— Problem set —
#1 In one to three sentences, state why the excerpt on temozolomide and combined immunotherapy considers patient selection an unlikely explanation for the higher response rate.
#2 Continue the excerpt on temozolomide and combined immunotherapy in melanoma, starting after its final sentence.

— Excerpted text —
• • • • •

The toxicity of combined immunotherapy consisted of flu-like syndrome, fatigue, anorexia and transient liver function disturbances. Since the expansion of NK cell numbers as seen in the phase I study was clearly dependent on the IL2 dose (De Gast et al, 2000), we decreased the IL2 dose from 4 to 2 MIU m−2 when toxicity was severe (grade 3 or 4 CTC), assuming that it was mainly an IL2 effect. CD4-T-cell activation as reflected in sIL2R levels was maintained with this dose (De Gast et al, 2000). The IL2 dose was reduced to 2 MIU m−2 in 39 out of 74 patients. Owing to the supportive care programme, treatment could be continued on an outpatient basis in all patients, which is important for this patient population with a poor prognosis and short survival.

TMZ has shown efficacy in primary brain tumours and metastatic melanoma in phase II trials (Bleehen et al, 1995; Yung et al, 1999) However, in a phase III trial, it was not found to be superior to DTIC (Middleton et al, 2000). In our study, an overall response rate of 31% (24 out of 74 patients) was achieved with a 1-year survival of 41% and a median survival of 252 days. The response rate was higher than that shown for TMZ alone previously (Middleton et al, 2000). Whether the higher response is because of dose intensification of TMZ (cycles 3 weeks−1) or the addition of immunotherapy is unclear. Patient selection is less likely to be a factor, as our patient population had an extremely poor prognosis with >50% of patients having CNS, liver or bone metastases, well-known indicators of poor prognosis (Ryan et al, 1993). Whether subcutaneous combined immunotherapy adds a survival benefit to monotherapy with TMZ is presently the goal of a multicentre phase III trial, which is now being conducted in the Netherlands. In this respect, it may be important that neither the number of lymphocytes, (activated) T cells or NK cells prior to start nor those following immunotherapy were correlated with response. Recently it has been found that lymphocyte numbers after high dose IL-2 correlated with response (Phan et al, 2001). We did not find such a correlation in our study.

• • • • •

[Referring expression pointing data]
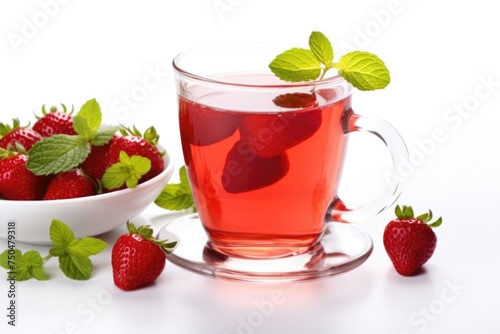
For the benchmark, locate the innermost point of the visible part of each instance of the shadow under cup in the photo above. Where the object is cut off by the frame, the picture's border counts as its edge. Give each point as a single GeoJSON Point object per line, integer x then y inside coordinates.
{"type": "Point", "coordinates": [264, 157]}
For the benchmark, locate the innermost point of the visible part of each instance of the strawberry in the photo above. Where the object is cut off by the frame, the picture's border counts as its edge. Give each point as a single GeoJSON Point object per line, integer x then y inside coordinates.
{"type": "Point", "coordinates": [272, 134]}
{"type": "Point", "coordinates": [245, 171]}
{"type": "Point", "coordinates": [137, 259]}
{"type": "Point", "coordinates": [17, 182]}
{"type": "Point", "coordinates": [69, 184]}
{"type": "Point", "coordinates": [410, 242]}
{"type": "Point", "coordinates": [55, 122]}
{"type": "Point", "coordinates": [95, 163]}
{"type": "Point", "coordinates": [134, 143]}
{"type": "Point", "coordinates": [203, 126]}
{"type": "Point", "coordinates": [12, 136]}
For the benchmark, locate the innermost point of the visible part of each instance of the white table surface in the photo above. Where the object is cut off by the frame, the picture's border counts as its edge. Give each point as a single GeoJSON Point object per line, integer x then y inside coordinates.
{"type": "Point", "coordinates": [445, 79]}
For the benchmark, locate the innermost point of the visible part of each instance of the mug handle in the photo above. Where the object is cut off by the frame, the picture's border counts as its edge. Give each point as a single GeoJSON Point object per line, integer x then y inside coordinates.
{"type": "Point", "coordinates": [340, 211]}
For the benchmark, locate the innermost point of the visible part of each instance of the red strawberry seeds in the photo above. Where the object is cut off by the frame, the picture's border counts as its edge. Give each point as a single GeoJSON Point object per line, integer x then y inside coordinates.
{"type": "Point", "coordinates": [410, 242]}
{"type": "Point", "coordinates": [137, 259]}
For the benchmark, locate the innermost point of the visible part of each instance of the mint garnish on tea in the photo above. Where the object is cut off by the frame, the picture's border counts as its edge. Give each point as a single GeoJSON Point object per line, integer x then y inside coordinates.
{"type": "Point", "coordinates": [363, 70]}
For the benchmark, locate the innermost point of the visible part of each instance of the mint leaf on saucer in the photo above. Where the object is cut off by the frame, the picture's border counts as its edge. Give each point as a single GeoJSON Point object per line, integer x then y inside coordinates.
{"type": "Point", "coordinates": [127, 171]}
{"type": "Point", "coordinates": [22, 267]}
{"type": "Point", "coordinates": [57, 153]}
{"type": "Point", "coordinates": [296, 65]}
{"type": "Point", "coordinates": [177, 196]}
{"type": "Point", "coordinates": [364, 70]}
{"type": "Point", "coordinates": [73, 253]}
{"type": "Point", "coordinates": [88, 120]}
{"type": "Point", "coordinates": [74, 256]}
{"type": "Point", "coordinates": [321, 47]}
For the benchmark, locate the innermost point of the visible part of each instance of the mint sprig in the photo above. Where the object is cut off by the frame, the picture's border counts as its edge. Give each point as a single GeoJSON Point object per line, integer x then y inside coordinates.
{"type": "Point", "coordinates": [127, 171]}
{"type": "Point", "coordinates": [60, 153]}
{"type": "Point", "coordinates": [22, 267]}
{"type": "Point", "coordinates": [363, 70]}
{"type": "Point", "coordinates": [73, 254]}
{"type": "Point", "coordinates": [178, 196]}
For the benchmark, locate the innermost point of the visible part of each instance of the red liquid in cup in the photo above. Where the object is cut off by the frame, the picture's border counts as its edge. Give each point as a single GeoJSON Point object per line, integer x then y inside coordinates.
{"type": "Point", "coordinates": [263, 179]}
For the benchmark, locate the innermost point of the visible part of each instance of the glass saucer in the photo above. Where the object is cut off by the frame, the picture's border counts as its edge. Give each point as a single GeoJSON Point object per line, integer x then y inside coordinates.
{"type": "Point", "coordinates": [343, 247]}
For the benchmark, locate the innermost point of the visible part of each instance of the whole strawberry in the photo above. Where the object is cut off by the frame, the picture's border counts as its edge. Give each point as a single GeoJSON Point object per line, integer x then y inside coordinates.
{"type": "Point", "coordinates": [137, 259]}
{"type": "Point", "coordinates": [13, 135]}
{"type": "Point", "coordinates": [17, 182]}
{"type": "Point", "coordinates": [410, 241]}
{"type": "Point", "coordinates": [55, 122]}
{"type": "Point", "coordinates": [69, 184]}
{"type": "Point", "coordinates": [135, 144]}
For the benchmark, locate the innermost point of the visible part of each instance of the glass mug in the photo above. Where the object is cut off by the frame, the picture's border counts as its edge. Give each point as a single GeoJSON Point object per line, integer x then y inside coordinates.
{"type": "Point", "coordinates": [264, 157]}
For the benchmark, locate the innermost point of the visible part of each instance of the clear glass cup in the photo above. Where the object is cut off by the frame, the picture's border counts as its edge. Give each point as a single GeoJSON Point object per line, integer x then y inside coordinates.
{"type": "Point", "coordinates": [265, 157]}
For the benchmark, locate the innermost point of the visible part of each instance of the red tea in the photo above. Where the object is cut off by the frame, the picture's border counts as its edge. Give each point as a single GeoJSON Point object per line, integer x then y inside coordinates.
{"type": "Point", "coordinates": [263, 168]}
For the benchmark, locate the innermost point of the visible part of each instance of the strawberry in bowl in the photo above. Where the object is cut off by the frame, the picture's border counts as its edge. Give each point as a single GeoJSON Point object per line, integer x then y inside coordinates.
{"type": "Point", "coordinates": [56, 179]}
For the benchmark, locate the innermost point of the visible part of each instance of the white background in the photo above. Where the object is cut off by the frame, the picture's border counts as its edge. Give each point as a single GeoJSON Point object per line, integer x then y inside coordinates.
{"type": "Point", "coordinates": [443, 58]}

• • • • •

— Responses for each task —
#1 Patient selection is considered unlikely to account for the higher response because the study population had an extremely poor prognosis. More than 50% of patients had CNS, liver or bone metastases, which are well-known indicators of poor prognosis.

#2
A major finding of the study was the effect of TMZ on CNS metastases: in patients with CNS metastases present on MRI, one out of 13 patients showed a complete disappearance of a brain metastasis and continued remission when progression occurred at extracranial sites and one patient demonstrated long-term regression of meningeal metastases. In previous studies of chemo-immunotherapy in metastatic melanoma, no response was observed in brain metastases despite objective tumour regression at extracranial sites (Legha et al, 1998; O'Day et al, 1999).

Of interest, TMZ might be effective in the prevention of brain metastases, which is one of the most threatening complications of advanced melanoma. In this study, brain metastasis did not develop as the first or concurrent site of progressive disease in patients with either responsive disease (n=23) or with stable disease (n=13). Two prior published reports have indicated brain metastasis as a first site of progressive disease in four out of nine patients with a complete remission (Legha et al, 1998; O'Day et al, 1999). Moreover, in a retrospective case-controlled study of responders to DTIC or TMZ, it was found that responders to TMZ developed significantly less CNS relapses than responders to DTIC (Paul et al, 2002). Importantly, low-dose IL-2 did not appear to cause signs or symptoms of brain oedema in patients with CNS disease.

In conclusion, temozolomide p.o. followed by combined immunotherapy s.c. demonstrates efficacy in patients with stage IV melanoma and is associated with toxicity manageable on an outpatient basis.